Estratto della pagina:
————————

Si svuotavano i centri storici, si allargava la periferia. Il destino di quei posti era già scritto al plurale perché nel tempo sarebbero diventati tante altre cose, prima di assumere la fisionomia di quartieri autonomi. La toponomastica non sembrò assegnargli miglior sorte. Le strade prenderanno i nomi di località del bacino minerario occidentale: Monteponi, Montevecchio, Serbariu, Ingurtosu, Nebida, Buggerru, luoghi non proprio di villeggiatura, neppure dopo la dura fatica nelle viscere del Sulcis. Se nella città rappresentavano già zone di confine, niente di meglio che il nome di gloriose trincee della Grande Guerra: dei Razzi, delle Frasche o dei gloriosi e sanguinosi assalti al Monte Acuto, Santo e Sabotino.
Se i punti cardinali dal vecchio poligono di tiro piemontese dove arrivava solo il filobus della linea numero 5, erano un Tuvu Mannu non del tutto spianato, ed alle ardite strutture dell’Albergo dello Studente alto come un grattacielo, di fronte stavano solo le antenne della stazione radio della Marina Militare di San Michele che svettavano sull’omonimo castello. Si potevano ammirare i Diavoli Rossi della pattuglia acrobatica nazionale quando ci passavano in mezzo, al massimo si poteva immaginare Pirri più distaccata, tranne che per la festa fuori porta de Santa Maria Crara.
Infatti, saranno le chiese a delineare la sua mappa: Sant’Eusebio prima in un garage delle case INA CASA, quelle del piano Fanfani. Rimaneva San Michele ancora una chiesa di campagna prima di diventare Medaglia Miracolosa che già si dava da fare Padre Abo col suo affollato oratorio. Saint Tropez che non sta nella Costa Azzurra ma poco più giù di via Cadello, come il mitico bar. Poi verranno San Pietro e Paolo, Beato Massimiliano Kolbe che già esistevano i Saveriani. Mulinu Becciu, attraverso un sentiero stretto dove i ragazzini facevano il bagno nei vasconi per l’irrigazione dei campi.
Ma prima dei quartieri le strade, somiglianti ad autentiche contrade: via Quirra, via Seruci, Via Podgora, Is Maglias anche se si voleva indicare via Emilia, le palestre di pugilato. Via Timavo non sarà mai citata nel Gazzettino Sardo e per tanto tempo ancora nei TG ma chi passava da quelle parti si trovava di fronte una corte dei miracoli a cielo aperto, da far impallidire la proverbiale Ausonia dell’ippodromo del Poetto, demolita subito per l’imbarazzo di una città che rinasceva anche se oggi non regge alla vergogna dell’ex Ospedale Marino o di quel che resta.

————————

Contenuto del dataset:
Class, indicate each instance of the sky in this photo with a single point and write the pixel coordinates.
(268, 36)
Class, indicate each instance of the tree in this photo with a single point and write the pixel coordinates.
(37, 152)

————————

Problema da risolvere:
In base all'estratto sulla periferia della città, rispondi:
1. Quale linea del filobus arrivava al vecchio poligono di tiro piemontese?
2. Dove si trovava all'inizio la chiesa di Sant'Eusebio?
3. Quale luogo dell'ippodromo del Poetto fu demolito subito?
Per rispondere non servono le righe.

Soluzione del problema:
1. La linea numero 5.
2. In un garage delle case INA CASA.
3. L'Ausonia.